# THINGS TO DO
1 - From the passage on enzyme stability, extract the text that begins at the words "As with mostly" and stops after the words "to date [9,10,11].".
2 - Answer these questions using the passage on enzyme stability:
(a) In what four areas does the passage say natural enzymes have significant uses?
(b) How does the passage describe conventional enzyme-immobilization carriers?
(c) According to the passage, what is the most important factor for successful enzyme immobilization?
3 - In the passage on enzyme stability, recast the paragraph that opens "As with mostly protein-based biological catalysts" as a short bulleted list that keeps its main facts.

# QUOTED PASSAGE

==========

As with mostly protein-based biological catalysts, enzymes accelerate chemical reactions by reducing activation energy [1]. Due to their great substrate specificity and high catalytic efficiency, natural enzymes have significant uses in biochemical analysis, medicine, chemical synthesis, and food preparation [2,3,4,5]. However, the usage of enzymes is costly, their recycling is challenging, and their tertiary protein structure is easily damaged under harsh process conditions, resulting in the loss of catalytic activity [6,7,8]. Additionally, the stability of enzymes must meet strict standards in the industrial manufacturing environment, greatly restricting the broader industrial application of enzymes to date [9,10,11].

Accordingly, enhancing enzyme stability in harsh environments is a good strategy to promote the use of enzymes [12,13]. Enzyme immobilization by encasing them in solid substances or restricting them to certain regions using physical or chemical methods enables their reuse while also greatly increasing their stability and catalytic efficiency [14,15,16,17]. Additionally, the immobilization of enzymes makes it easier to separate enzymes from products, culture medium, and substrates, which improves process economics [18,19]. Conventional enzyme-immobilization carriers are chemically inert and have no catalytic effect themselves [14,20,21]. Some carrier materials even limit the contact between the substrate and the enzyme, thereby affecting the catalytic efficiency. Additionally, certain carriers will interact with the enzyme to reduce its ability to catalyze reactions [22,23,24]. Therefore, the most important factor for successful enzyme immobilization is the selection of an appropriate carrier material [25].

==========

# MATERIAL PROVIDED
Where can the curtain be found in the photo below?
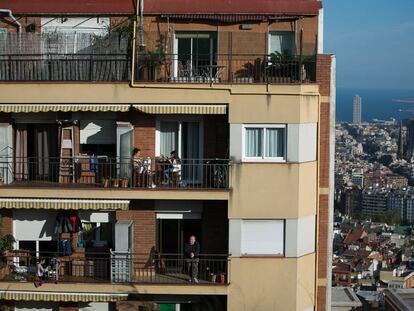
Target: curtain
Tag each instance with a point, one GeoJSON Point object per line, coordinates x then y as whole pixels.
{"type": "Point", "coordinates": [281, 42]}
{"type": "Point", "coordinates": [254, 137]}
{"type": "Point", "coordinates": [168, 137]}
{"type": "Point", "coordinates": [192, 167]}
{"type": "Point", "coordinates": [274, 142]}
{"type": "Point", "coordinates": [21, 169]}
{"type": "Point", "coordinates": [42, 151]}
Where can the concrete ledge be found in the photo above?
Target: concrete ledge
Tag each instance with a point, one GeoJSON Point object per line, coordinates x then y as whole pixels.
{"type": "Point", "coordinates": [99, 193]}
{"type": "Point", "coordinates": [174, 289]}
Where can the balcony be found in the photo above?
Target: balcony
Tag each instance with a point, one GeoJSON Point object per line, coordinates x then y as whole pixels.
{"type": "Point", "coordinates": [114, 173]}
{"type": "Point", "coordinates": [115, 268]}
{"type": "Point", "coordinates": [226, 68]}
{"type": "Point", "coordinates": [65, 67]}
{"type": "Point", "coordinates": [192, 57]}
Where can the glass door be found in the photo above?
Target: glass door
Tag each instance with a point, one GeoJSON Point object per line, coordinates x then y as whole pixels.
{"type": "Point", "coordinates": [124, 142]}
{"type": "Point", "coordinates": [192, 165]}
{"type": "Point", "coordinates": [195, 55]}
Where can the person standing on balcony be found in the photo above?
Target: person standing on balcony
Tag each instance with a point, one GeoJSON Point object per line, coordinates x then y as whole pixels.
{"type": "Point", "coordinates": [138, 168]}
{"type": "Point", "coordinates": [41, 272]}
{"type": "Point", "coordinates": [192, 254]}
{"type": "Point", "coordinates": [172, 168]}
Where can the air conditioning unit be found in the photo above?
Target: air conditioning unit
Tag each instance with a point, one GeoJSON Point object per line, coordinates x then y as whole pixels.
{"type": "Point", "coordinates": [64, 116]}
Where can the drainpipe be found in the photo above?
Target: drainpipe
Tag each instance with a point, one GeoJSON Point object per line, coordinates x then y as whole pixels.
{"type": "Point", "coordinates": [141, 23]}
{"type": "Point", "coordinates": [10, 13]}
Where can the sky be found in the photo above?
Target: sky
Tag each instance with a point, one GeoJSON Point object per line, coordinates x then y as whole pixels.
{"type": "Point", "coordinates": [373, 41]}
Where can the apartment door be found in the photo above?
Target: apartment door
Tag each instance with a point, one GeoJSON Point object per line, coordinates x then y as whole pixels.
{"type": "Point", "coordinates": [282, 42]}
{"type": "Point", "coordinates": [186, 138]}
{"type": "Point", "coordinates": [174, 233]}
{"type": "Point", "coordinates": [6, 153]}
{"type": "Point", "coordinates": [124, 142]}
{"type": "Point", "coordinates": [195, 53]}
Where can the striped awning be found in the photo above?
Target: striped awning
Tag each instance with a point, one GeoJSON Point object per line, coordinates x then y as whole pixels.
{"type": "Point", "coordinates": [63, 204]}
{"type": "Point", "coordinates": [18, 108]}
{"type": "Point", "coordinates": [181, 109]}
{"type": "Point", "coordinates": [60, 296]}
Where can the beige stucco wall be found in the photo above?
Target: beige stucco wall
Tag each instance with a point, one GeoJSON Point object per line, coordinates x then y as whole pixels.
{"type": "Point", "coordinates": [274, 103]}
{"type": "Point", "coordinates": [276, 108]}
{"type": "Point", "coordinates": [270, 283]}
{"type": "Point", "coordinates": [273, 191]}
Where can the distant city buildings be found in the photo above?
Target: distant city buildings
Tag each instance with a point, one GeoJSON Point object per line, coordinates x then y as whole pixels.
{"type": "Point", "coordinates": [357, 110]}
{"type": "Point", "coordinates": [374, 202]}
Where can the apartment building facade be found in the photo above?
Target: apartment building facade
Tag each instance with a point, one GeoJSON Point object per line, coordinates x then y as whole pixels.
{"type": "Point", "coordinates": [96, 96]}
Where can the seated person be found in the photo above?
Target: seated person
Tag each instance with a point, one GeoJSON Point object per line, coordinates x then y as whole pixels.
{"type": "Point", "coordinates": [173, 166]}
{"type": "Point", "coordinates": [41, 273]}
{"type": "Point", "coordinates": [137, 160]}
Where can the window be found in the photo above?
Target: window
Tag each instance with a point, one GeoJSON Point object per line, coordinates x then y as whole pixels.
{"type": "Point", "coordinates": [282, 42]}
{"type": "Point", "coordinates": [262, 237]}
{"type": "Point", "coordinates": [97, 232]}
{"type": "Point", "coordinates": [264, 143]}
{"type": "Point", "coordinates": [195, 53]}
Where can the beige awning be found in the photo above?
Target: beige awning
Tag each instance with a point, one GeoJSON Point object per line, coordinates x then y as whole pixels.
{"type": "Point", "coordinates": [63, 204]}
{"type": "Point", "coordinates": [18, 108]}
{"type": "Point", "coordinates": [181, 109]}
{"type": "Point", "coordinates": [60, 296]}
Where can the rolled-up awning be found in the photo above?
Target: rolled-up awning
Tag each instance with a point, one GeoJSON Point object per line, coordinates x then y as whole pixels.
{"type": "Point", "coordinates": [60, 296]}
{"type": "Point", "coordinates": [63, 204]}
{"type": "Point", "coordinates": [181, 109]}
{"type": "Point", "coordinates": [19, 108]}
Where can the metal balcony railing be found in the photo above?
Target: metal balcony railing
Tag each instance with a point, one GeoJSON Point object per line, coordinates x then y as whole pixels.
{"type": "Point", "coordinates": [105, 172]}
{"type": "Point", "coordinates": [65, 67]}
{"type": "Point", "coordinates": [226, 68]}
{"type": "Point", "coordinates": [81, 267]}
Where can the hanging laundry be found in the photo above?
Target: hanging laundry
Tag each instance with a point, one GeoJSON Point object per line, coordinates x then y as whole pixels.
{"type": "Point", "coordinates": [62, 224]}
{"type": "Point", "coordinates": [75, 222]}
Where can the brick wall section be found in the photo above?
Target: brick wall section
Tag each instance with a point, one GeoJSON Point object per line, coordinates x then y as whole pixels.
{"type": "Point", "coordinates": [214, 228]}
{"type": "Point", "coordinates": [144, 229]}
{"type": "Point", "coordinates": [321, 303]}
{"type": "Point", "coordinates": [324, 146]}
{"type": "Point", "coordinates": [144, 131]}
{"type": "Point", "coordinates": [324, 81]}
{"type": "Point", "coordinates": [323, 236]}
{"type": "Point", "coordinates": [216, 137]}
{"type": "Point", "coordinates": [6, 217]}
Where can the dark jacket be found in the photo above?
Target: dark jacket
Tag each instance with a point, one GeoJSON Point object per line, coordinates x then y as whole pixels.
{"type": "Point", "coordinates": [188, 249]}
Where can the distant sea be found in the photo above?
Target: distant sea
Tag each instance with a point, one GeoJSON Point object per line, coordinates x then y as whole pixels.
{"type": "Point", "coordinates": [376, 103]}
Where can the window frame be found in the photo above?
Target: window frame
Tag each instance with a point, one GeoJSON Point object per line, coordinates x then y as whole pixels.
{"type": "Point", "coordinates": [282, 32]}
{"type": "Point", "coordinates": [264, 158]}
{"type": "Point", "coordinates": [263, 254]}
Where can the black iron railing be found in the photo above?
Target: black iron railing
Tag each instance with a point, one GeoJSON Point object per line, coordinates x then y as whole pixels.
{"type": "Point", "coordinates": [226, 68]}
{"type": "Point", "coordinates": [166, 68]}
{"type": "Point", "coordinates": [65, 67]}
{"type": "Point", "coordinates": [105, 172]}
{"type": "Point", "coordinates": [84, 267]}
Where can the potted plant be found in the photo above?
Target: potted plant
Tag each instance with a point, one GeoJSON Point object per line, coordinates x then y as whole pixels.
{"type": "Point", "coordinates": [222, 278]}
{"type": "Point", "coordinates": [6, 245]}
{"type": "Point", "coordinates": [213, 277]}
{"type": "Point", "coordinates": [151, 64]}
{"type": "Point", "coordinates": [124, 182]}
{"type": "Point", "coordinates": [105, 182]}
{"type": "Point", "coordinates": [115, 182]}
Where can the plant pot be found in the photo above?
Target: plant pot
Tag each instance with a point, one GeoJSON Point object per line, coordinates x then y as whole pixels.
{"type": "Point", "coordinates": [115, 183]}
{"type": "Point", "coordinates": [105, 183]}
{"type": "Point", "coordinates": [4, 272]}
{"type": "Point", "coordinates": [213, 278]}
{"type": "Point", "coordinates": [124, 183]}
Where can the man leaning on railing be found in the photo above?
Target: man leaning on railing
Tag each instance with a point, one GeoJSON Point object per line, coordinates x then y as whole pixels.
{"type": "Point", "coordinates": [191, 254]}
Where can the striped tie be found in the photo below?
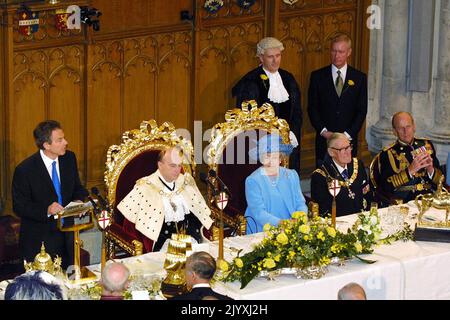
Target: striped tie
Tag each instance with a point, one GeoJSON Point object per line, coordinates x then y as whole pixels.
{"type": "Point", "coordinates": [339, 83]}
{"type": "Point", "coordinates": [56, 184]}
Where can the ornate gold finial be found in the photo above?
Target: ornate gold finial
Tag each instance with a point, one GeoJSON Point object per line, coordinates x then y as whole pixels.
{"type": "Point", "coordinates": [43, 262]}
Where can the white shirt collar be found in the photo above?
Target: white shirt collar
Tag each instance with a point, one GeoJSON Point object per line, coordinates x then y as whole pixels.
{"type": "Point", "coordinates": [334, 70]}
{"type": "Point", "coordinates": [339, 167]}
{"type": "Point", "coordinates": [277, 92]}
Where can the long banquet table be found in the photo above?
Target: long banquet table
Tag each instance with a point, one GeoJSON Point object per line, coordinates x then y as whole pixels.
{"type": "Point", "coordinates": [404, 270]}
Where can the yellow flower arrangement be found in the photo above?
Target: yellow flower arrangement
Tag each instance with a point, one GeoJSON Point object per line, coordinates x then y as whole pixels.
{"type": "Point", "coordinates": [301, 243]}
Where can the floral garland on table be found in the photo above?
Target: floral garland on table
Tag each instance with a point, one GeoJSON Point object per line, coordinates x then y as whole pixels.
{"type": "Point", "coordinates": [301, 243]}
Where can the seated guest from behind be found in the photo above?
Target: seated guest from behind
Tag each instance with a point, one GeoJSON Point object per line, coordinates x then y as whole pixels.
{"type": "Point", "coordinates": [409, 166]}
{"type": "Point", "coordinates": [351, 176]}
{"type": "Point", "coordinates": [273, 192]}
{"type": "Point", "coordinates": [166, 202]}
{"type": "Point", "coordinates": [114, 281]}
{"type": "Point", "coordinates": [200, 269]}
{"type": "Point", "coordinates": [35, 285]}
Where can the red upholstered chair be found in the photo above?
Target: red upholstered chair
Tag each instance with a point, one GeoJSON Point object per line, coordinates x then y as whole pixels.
{"type": "Point", "coordinates": [228, 156]}
{"type": "Point", "coordinates": [126, 163]}
{"type": "Point", "coordinates": [381, 197]}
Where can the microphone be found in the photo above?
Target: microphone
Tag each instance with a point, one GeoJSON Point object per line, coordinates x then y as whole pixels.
{"type": "Point", "coordinates": [103, 202]}
{"type": "Point", "coordinates": [223, 186]}
{"type": "Point", "coordinates": [204, 178]}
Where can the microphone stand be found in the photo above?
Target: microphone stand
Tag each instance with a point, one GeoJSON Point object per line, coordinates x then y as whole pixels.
{"type": "Point", "coordinates": [221, 200]}
{"type": "Point", "coordinates": [333, 202]}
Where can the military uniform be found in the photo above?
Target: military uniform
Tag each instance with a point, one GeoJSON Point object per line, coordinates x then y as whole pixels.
{"type": "Point", "coordinates": [354, 192]}
{"type": "Point", "coordinates": [144, 206]}
{"type": "Point", "coordinates": [395, 180]}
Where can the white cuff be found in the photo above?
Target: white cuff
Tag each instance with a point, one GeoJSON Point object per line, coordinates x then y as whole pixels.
{"type": "Point", "coordinates": [293, 139]}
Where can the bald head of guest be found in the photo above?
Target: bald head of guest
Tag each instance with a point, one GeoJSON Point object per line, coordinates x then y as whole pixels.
{"type": "Point", "coordinates": [200, 268]}
{"type": "Point", "coordinates": [170, 162]}
{"type": "Point", "coordinates": [404, 126]}
{"type": "Point", "coordinates": [352, 291]}
{"type": "Point", "coordinates": [340, 149]}
{"type": "Point", "coordinates": [341, 49]}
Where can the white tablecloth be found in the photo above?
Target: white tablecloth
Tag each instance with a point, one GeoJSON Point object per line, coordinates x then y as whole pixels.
{"type": "Point", "coordinates": [404, 270]}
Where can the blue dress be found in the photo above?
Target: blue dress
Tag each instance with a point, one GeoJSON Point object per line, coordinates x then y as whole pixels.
{"type": "Point", "coordinates": [271, 202]}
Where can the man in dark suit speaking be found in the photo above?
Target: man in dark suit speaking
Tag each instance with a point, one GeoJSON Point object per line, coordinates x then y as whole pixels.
{"type": "Point", "coordinates": [337, 98]}
{"type": "Point", "coordinates": [42, 185]}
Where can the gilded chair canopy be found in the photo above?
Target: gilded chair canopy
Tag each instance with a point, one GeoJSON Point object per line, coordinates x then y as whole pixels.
{"type": "Point", "coordinates": [133, 159]}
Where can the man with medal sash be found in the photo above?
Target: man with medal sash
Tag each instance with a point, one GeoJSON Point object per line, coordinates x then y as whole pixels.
{"type": "Point", "coordinates": [339, 165]}
{"type": "Point", "coordinates": [166, 202]}
{"type": "Point", "coordinates": [409, 166]}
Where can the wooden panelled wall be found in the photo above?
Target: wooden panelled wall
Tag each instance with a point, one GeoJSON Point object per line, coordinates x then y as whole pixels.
{"type": "Point", "coordinates": [146, 63]}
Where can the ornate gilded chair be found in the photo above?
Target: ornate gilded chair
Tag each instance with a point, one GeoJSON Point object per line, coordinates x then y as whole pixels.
{"type": "Point", "coordinates": [133, 159]}
{"type": "Point", "coordinates": [228, 156]}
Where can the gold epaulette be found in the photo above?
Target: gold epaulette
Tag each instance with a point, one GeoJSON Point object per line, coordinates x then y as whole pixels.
{"type": "Point", "coordinates": [320, 171]}
{"type": "Point", "coordinates": [188, 179]}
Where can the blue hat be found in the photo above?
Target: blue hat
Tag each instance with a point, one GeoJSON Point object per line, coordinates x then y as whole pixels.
{"type": "Point", "coordinates": [269, 144]}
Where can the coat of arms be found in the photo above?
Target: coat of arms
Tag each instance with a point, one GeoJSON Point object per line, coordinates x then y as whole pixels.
{"type": "Point", "coordinates": [212, 6]}
{"type": "Point", "coordinates": [28, 22]}
{"type": "Point", "coordinates": [290, 2]}
{"type": "Point", "coordinates": [245, 4]}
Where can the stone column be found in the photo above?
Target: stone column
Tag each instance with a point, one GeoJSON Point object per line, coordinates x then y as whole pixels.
{"type": "Point", "coordinates": [393, 88]}
{"type": "Point", "coordinates": [440, 132]}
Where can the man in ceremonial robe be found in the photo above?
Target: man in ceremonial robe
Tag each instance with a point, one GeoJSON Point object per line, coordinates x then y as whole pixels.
{"type": "Point", "coordinates": [269, 83]}
{"type": "Point", "coordinates": [351, 177]}
{"type": "Point", "coordinates": [337, 98]}
{"type": "Point", "coordinates": [43, 184]}
{"type": "Point", "coordinates": [166, 202]}
{"type": "Point", "coordinates": [409, 166]}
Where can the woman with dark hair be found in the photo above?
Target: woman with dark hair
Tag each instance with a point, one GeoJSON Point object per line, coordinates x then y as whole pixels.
{"type": "Point", "coordinates": [273, 192]}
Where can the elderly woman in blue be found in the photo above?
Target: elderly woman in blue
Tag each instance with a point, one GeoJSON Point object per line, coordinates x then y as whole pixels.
{"type": "Point", "coordinates": [273, 192]}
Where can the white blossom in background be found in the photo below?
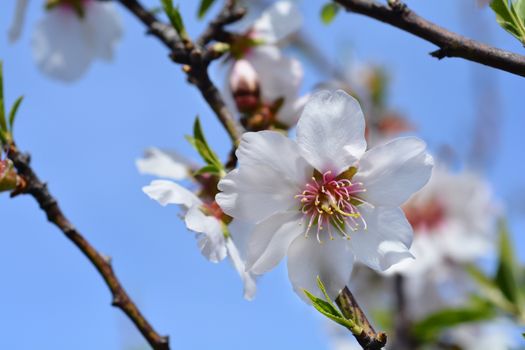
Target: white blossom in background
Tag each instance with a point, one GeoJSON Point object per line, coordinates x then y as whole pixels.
{"type": "Point", "coordinates": [200, 216]}
{"type": "Point", "coordinates": [18, 20]}
{"type": "Point", "coordinates": [324, 200]}
{"type": "Point", "coordinates": [494, 335]}
{"type": "Point", "coordinates": [66, 42]}
{"type": "Point", "coordinates": [274, 78]}
{"type": "Point", "coordinates": [453, 218]}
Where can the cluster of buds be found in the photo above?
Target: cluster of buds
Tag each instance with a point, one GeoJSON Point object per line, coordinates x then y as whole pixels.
{"type": "Point", "coordinates": [245, 86]}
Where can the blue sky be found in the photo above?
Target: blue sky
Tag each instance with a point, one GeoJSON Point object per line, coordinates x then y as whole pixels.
{"type": "Point", "coordinates": [84, 139]}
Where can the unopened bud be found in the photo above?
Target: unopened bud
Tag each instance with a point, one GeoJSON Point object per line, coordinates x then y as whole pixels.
{"type": "Point", "coordinates": [8, 176]}
{"type": "Point", "coordinates": [244, 84]}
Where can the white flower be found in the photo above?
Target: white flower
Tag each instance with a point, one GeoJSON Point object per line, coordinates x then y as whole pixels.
{"type": "Point", "coordinates": [279, 77]}
{"type": "Point", "coordinates": [18, 20]}
{"type": "Point", "coordinates": [65, 44]}
{"type": "Point", "coordinates": [164, 164]}
{"type": "Point", "coordinates": [496, 335]}
{"type": "Point", "coordinates": [277, 23]}
{"type": "Point", "coordinates": [453, 219]}
{"type": "Point", "coordinates": [203, 218]}
{"type": "Point", "coordinates": [306, 196]}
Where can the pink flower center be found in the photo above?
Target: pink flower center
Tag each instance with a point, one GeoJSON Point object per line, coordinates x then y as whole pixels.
{"type": "Point", "coordinates": [329, 201]}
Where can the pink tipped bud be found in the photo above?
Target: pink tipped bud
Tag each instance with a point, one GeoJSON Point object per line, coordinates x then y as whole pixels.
{"type": "Point", "coordinates": [244, 84]}
{"type": "Point", "coordinates": [8, 176]}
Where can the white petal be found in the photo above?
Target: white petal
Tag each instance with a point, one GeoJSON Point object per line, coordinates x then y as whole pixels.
{"type": "Point", "coordinates": [277, 22]}
{"type": "Point", "coordinates": [386, 241]}
{"type": "Point", "coordinates": [271, 172]}
{"type": "Point", "coordinates": [270, 240]}
{"type": "Point", "coordinates": [18, 20]}
{"type": "Point", "coordinates": [241, 232]}
{"type": "Point", "coordinates": [332, 261]}
{"type": "Point", "coordinates": [59, 46]}
{"type": "Point", "coordinates": [103, 28]}
{"type": "Point", "coordinates": [250, 286]}
{"type": "Point", "coordinates": [290, 112]}
{"type": "Point", "coordinates": [331, 131]}
{"type": "Point", "coordinates": [159, 163]}
{"type": "Point", "coordinates": [211, 239]}
{"type": "Point", "coordinates": [392, 172]}
{"type": "Point", "coordinates": [168, 192]}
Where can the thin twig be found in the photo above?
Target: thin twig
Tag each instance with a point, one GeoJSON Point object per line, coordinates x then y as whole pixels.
{"type": "Point", "coordinates": [194, 58]}
{"type": "Point", "coordinates": [229, 13]}
{"type": "Point", "coordinates": [403, 340]}
{"type": "Point", "coordinates": [369, 339]}
{"type": "Point", "coordinates": [38, 190]}
{"type": "Point", "coordinates": [450, 44]}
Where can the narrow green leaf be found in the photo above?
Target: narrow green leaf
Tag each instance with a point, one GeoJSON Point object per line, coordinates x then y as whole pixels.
{"type": "Point", "coordinates": [507, 18]}
{"type": "Point", "coordinates": [208, 169]}
{"type": "Point", "coordinates": [331, 312]}
{"type": "Point", "coordinates": [519, 8]}
{"type": "Point", "coordinates": [3, 124]}
{"type": "Point", "coordinates": [204, 7]}
{"type": "Point", "coordinates": [328, 12]}
{"type": "Point", "coordinates": [322, 288]}
{"type": "Point", "coordinates": [200, 143]}
{"type": "Point", "coordinates": [174, 17]}
{"type": "Point", "coordinates": [430, 327]}
{"type": "Point", "coordinates": [507, 274]}
{"type": "Point", "coordinates": [12, 113]}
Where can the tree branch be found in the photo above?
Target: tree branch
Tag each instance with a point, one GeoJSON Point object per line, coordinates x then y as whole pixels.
{"type": "Point", "coordinates": [194, 58]}
{"type": "Point", "coordinates": [369, 339]}
{"type": "Point", "coordinates": [403, 340]}
{"type": "Point", "coordinates": [229, 13]}
{"type": "Point", "coordinates": [450, 44]}
{"type": "Point", "coordinates": [38, 190]}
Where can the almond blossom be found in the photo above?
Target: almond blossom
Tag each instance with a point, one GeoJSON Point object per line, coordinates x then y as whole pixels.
{"type": "Point", "coordinates": [201, 215]}
{"type": "Point", "coordinates": [324, 200]}
{"type": "Point", "coordinates": [72, 35]}
{"type": "Point", "coordinates": [263, 82]}
{"type": "Point", "coordinates": [454, 220]}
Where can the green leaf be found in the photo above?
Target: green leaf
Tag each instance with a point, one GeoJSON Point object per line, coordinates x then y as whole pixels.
{"type": "Point", "coordinates": [328, 12]}
{"type": "Point", "coordinates": [198, 141]}
{"type": "Point", "coordinates": [508, 18]}
{"type": "Point", "coordinates": [208, 169]}
{"type": "Point", "coordinates": [430, 327]}
{"type": "Point", "coordinates": [519, 9]}
{"type": "Point", "coordinates": [328, 310]}
{"type": "Point", "coordinates": [175, 18]}
{"type": "Point", "coordinates": [204, 7]}
{"type": "Point", "coordinates": [3, 124]}
{"type": "Point", "coordinates": [507, 271]}
{"type": "Point", "coordinates": [12, 113]}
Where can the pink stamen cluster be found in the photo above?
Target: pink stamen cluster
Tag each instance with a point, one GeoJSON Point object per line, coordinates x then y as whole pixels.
{"type": "Point", "coordinates": [332, 202]}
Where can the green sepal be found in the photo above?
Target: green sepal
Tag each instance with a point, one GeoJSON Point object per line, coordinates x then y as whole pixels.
{"type": "Point", "coordinates": [198, 141]}
{"type": "Point", "coordinates": [13, 111]}
{"type": "Point", "coordinates": [329, 11]}
{"type": "Point", "coordinates": [175, 18]}
{"type": "Point", "coordinates": [328, 309]}
{"type": "Point", "coordinates": [204, 7]}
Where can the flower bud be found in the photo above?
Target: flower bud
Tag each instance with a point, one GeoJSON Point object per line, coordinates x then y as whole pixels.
{"type": "Point", "coordinates": [244, 85]}
{"type": "Point", "coordinates": [8, 176]}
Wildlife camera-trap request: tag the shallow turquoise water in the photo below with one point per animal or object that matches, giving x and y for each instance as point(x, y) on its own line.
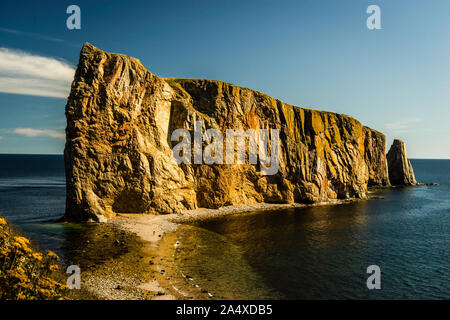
point(309, 253)
point(323, 252)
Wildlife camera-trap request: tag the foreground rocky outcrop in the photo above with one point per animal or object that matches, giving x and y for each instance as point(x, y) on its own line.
point(400, 169)
point(118, 153)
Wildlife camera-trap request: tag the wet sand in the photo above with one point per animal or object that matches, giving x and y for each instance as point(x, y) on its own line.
point(155, 275)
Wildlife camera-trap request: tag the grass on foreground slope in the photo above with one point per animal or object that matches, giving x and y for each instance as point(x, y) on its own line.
point(26, 273)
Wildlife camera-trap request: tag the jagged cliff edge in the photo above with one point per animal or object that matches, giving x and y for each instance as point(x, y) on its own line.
point(118, 153)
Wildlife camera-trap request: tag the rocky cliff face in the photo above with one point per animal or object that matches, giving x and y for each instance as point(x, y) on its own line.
point(400, 169)
point(119, 158)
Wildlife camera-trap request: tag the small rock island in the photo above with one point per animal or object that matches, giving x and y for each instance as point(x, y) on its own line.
point(118, 152)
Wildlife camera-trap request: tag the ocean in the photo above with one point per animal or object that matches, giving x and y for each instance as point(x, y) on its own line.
point(307, 253)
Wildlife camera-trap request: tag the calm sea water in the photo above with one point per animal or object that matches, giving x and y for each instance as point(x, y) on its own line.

==========

# TASK RESPONSES
1 -
As with mostly protein-based biological catalysts, enzymes accelerate chemical reactions by reducing activation energy [1]. Due to their great substrate specificity and high catalytic efficiency, natural enzymes have significant uses in biochemical analysis, medicine, chemical synthesis, and food preparation [2,3,4,5]. However, the usage of enzymes is costly, their recycling is challenging, and their tertiary protein structure is easily damaged under harsh process conditions, resulting in the loss of catalytic activity [6,7,8]. Additionally, the stability of enzymes must meet strict standards in the industrial manufacturing environment, greatly restricting the broader industrial application of enzymes to date [9,10,11].

2 -
(a) Biochemical analysis, medicine, chemical synthesis, and food preparation.
(b) They are chemically inert and have no catalytic effect themselves.
(c) The selection of an appropriate carrier material.

3 -
- Enzymes are mostly protein-based biological catalysts that speed up chemical reactions by lowering activation energy.
- Their high substrate specificity and catalytic efficiency give them significant uses in biochemical analysis, medicine, chemical synthesis, and food preparation.
- Drawbacks: they are costly, hard to recycle, and their tertiary structure is easily damaged under harsh process conditions, causing loss of catalytic activity.
- Strict stability standards in industrial manufacturing have greatly limited their broader industrial use to date.